TO BE DONE:
Leave out the pictures and copy each record below exactly.

Pointing and labeling entries:
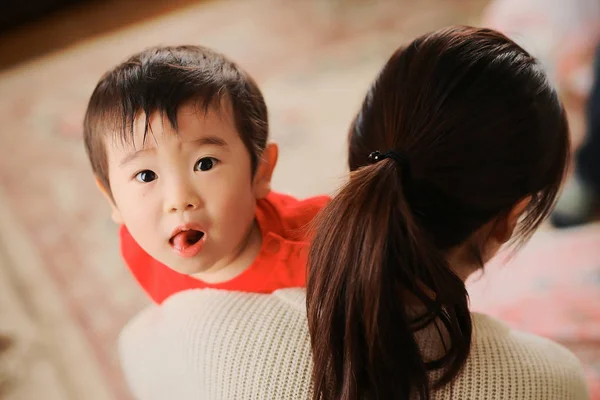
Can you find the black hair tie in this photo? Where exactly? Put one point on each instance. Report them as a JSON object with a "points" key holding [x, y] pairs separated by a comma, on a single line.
{"points": [[400, 158]]}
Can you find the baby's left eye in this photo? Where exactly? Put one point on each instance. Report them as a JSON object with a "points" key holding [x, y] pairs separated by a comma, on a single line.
{"points": [[205, 164]]}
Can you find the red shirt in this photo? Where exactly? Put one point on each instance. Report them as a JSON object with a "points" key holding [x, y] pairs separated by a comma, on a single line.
{"points": [[281, 262]]}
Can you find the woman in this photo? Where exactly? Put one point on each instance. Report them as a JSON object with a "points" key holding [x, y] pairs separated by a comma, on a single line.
{"points": [[460, 146]]}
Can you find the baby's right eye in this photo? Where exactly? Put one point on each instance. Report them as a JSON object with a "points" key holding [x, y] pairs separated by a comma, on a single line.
{"points": [[145, 176]]}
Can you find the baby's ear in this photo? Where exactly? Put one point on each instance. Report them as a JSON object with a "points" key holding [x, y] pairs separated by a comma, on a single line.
{"points": [[115, 213], [264, 172]]}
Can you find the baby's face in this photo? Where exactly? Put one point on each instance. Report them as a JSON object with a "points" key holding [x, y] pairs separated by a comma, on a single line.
{"points": [[187, 196]]}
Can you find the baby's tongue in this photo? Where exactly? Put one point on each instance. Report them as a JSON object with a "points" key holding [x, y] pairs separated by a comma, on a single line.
{"points": [[180, 240]]}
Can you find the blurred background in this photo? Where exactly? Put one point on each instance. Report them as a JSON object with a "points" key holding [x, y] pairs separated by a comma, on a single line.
{"points": [[64, 291]]}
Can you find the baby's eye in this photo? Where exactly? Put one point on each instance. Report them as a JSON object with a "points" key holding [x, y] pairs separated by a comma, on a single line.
{"points": [[145, 176], [205, 164]]}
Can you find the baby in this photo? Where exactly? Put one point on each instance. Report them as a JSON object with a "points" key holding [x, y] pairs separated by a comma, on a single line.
{"points": [[178, 141]]}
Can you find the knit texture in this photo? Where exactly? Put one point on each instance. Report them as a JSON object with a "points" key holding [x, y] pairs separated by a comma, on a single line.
{"points": [[217, 345]]}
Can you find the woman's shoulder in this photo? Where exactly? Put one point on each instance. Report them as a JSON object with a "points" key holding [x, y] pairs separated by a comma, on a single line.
{"points": [[526, 365], [207, 343]]}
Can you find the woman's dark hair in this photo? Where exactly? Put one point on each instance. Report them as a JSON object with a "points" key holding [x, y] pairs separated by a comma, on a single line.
{"points": [[481, 129]]}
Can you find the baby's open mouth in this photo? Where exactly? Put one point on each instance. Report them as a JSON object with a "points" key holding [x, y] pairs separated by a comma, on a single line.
{"points": [[186, 238]]}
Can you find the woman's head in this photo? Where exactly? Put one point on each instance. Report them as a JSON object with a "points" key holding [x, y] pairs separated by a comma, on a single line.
{"points": [[484, 145]]}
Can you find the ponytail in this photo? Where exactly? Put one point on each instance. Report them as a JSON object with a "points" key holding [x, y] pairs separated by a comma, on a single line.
{"points": [[368, 264]]}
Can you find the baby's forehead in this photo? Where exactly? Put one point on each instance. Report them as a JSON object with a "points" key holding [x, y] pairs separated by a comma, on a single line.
{"points": [[212, 126]]}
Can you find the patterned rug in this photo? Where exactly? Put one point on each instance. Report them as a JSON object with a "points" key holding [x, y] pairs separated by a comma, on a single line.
{"points": [[314, 59]]}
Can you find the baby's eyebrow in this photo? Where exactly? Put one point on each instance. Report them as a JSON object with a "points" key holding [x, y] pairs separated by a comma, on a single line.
{"points": [[132, 156], [210, 141]]}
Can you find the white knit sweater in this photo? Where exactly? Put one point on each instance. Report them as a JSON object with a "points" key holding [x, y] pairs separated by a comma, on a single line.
{"points": [[209, 344]]}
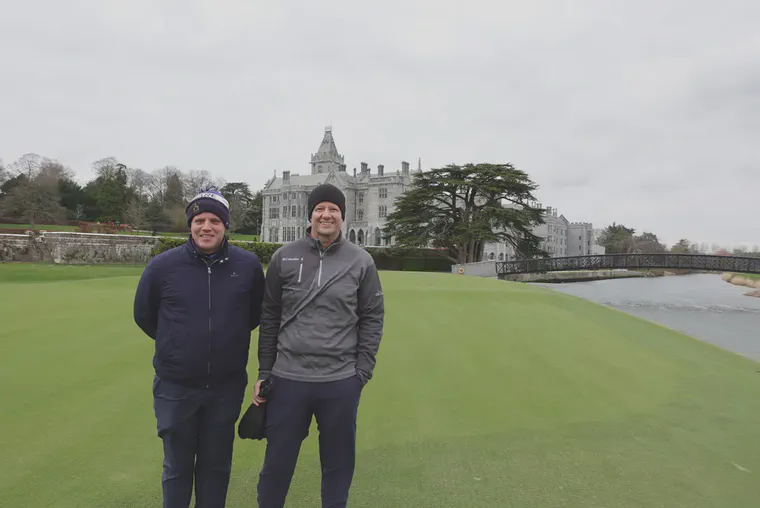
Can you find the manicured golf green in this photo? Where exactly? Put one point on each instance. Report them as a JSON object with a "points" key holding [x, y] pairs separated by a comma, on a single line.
{"points": [[486, 394]]}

SOLUTION:
Can you find the black hair tie in this photo? Where exactly? Put one point on each instance. Report them as a JSON object with a "points" key holding [x, y] pairs separated by a comma, on a single line.
{"points": [[400, 158]]}
Can you find the baby's left eye in this photo? Where exactly? Put one point on each instance. Report them as a JSON object with a "points" key holding [x, y] pairs separated by a comma, on a single line.
{"points": [[205, 164]]}
Can you find the red shirt in this photo? Where exactly? Put one point on each instance. Report them as a JSON object with a "points" key holding [x, y] pairs separated by a comma, on a single line.
{"points": [[281, 262]]}
Can you find the woman in this photo? Where exactly? Put one point on each instance. Report them as a JSON object with a "points" key holding [x, y] pairs separated by a comma, on a single line.
{"points": [[460, 146]]}
Can you find the baby's right eye in this photo? Where exactly? Put one point on each instance. Report them as a JSON object with a "points" key holding [x, y] pairs separated by a comma, on a single line.
{"points": [[145, 176]]}
Can you find the baby's ear in this photo? Where exactly? Put one point on each instance. Report them as a JSON object with a "points" key holding [x, y] pairs separated by a comma, on a single line.
{"points": [[115, 213], [264, 172]]}
Can you find the baby's face in this photo? Where exactly? Put one point on each instance. Report them as a JSON object with a "points" key holding [x, y] pairs separated by a comma, on a single line.
{"points": [[187, 196]]}
Can you find the baby's tongue in this photo? Where exactly? Put one point on each instance. Report them as a JSON object with a "points" key holding [x, y] pairs separated by a comma, on a single line.
{"points": [[180, 240]]}
Can you find the blurred background in this photo? Where exactly? Put one point on each instance. Report them as a JSON object with a "points" key holding [x, y] pairs separated by a comma, on a single line.
{"points": [[64, 291]]}
Can you find the baby's eye in this photo? Where exactly? Put one point on each instance. Report them as a JSON object with a "points" key holding [x, y] pairs separated by a comma, on a single line.
{"points": [[145, 176], [205, 164]]}
Can you find the baby in this photo? Where exactly? Put one point on each instance. Report them as a JSON object with a "points" key holding [x, y] pairs separated by a comma, on a single line.
{"points": [[178, 141]]}
Can you find the knit texture in this photo? Where exactly? Put one point on each instance. Report them as a JSON object with a "points" key holding [x, y] pairs separated by a comma, on a single line.
{"points": [[217, 345]]}
Can you find the woman's shoulder in this photo? Where exactly? Put one point on each instance. Report them as a JSON object with a "points" key holding [x, y] pairs separated by a comma, on a single line.
{"points": [[526, 365], [207, 343]]}
Can you find the woman's dark hair in this photo? Where exactly? Put one point on each instance. Report them as a JSON object with a "points" key holding [x, y] pairs separated by a comma, on a single line.
{"points": [[481, 129]]}
Can you find the baby's open mouth in this photo? Where exactly? Put one point on each instance. Report them as a JSON object with a "points" key holding [x, y] pairs separated by a comma, on a single line.
{"points": [[186, 238]]}
Can you find the woman's head in this photo? Where exactly? Put one point on each instance. Report them as a JSON object with a "points" key holding [x, y] pairs separated by a comma, on a single line.
{"points": [[484, 145]]}
Can you find the ponytail in this photo? Where exactly? Put one point on each instance. Report them as a JSON object with a "points" key holding [x, y] pairs separated by a comma, on a single line.
{"points": [[368, 264]]}
Can you find the baby's forehead in this photo? Where exactly? Put one point on each instance. Report them as a JSON object with a "points" key holding [x, y] pairs separated by a comma, on a single line.
{"points": [[212, 126]]}
Can you find the patterned rug in this photo? Where exactly? Put one point on each instance. Report them as a JSON object with a "points" key holding [x, y] pairs separated by a comma, on a single line.
{"points": [[314, 59]]}
Can you find the baby's eyebrow in this photo? Where exactly? Put one point on each instance. Report them as a JSON object with a "points" key holding [x, y] pairs separated by a comma, on a single line.
{"points": [[132, 156], [210, 141]]}
Can you find the white knit sweater in this photo? Where exactly? Put one point on each instance. Report them as a JSON object with a "points" key holding [x, y] pairs separated by a comma, on a single line.
{"points": [[209, 344]]}
Can you find the manicured golf green in this photo? Where exactly? Put one point on each instance. Report them as a JSON object with a "points" key holding [x, y] pairs separated by a comma, on a single line.
{"points": [[486, 394]]}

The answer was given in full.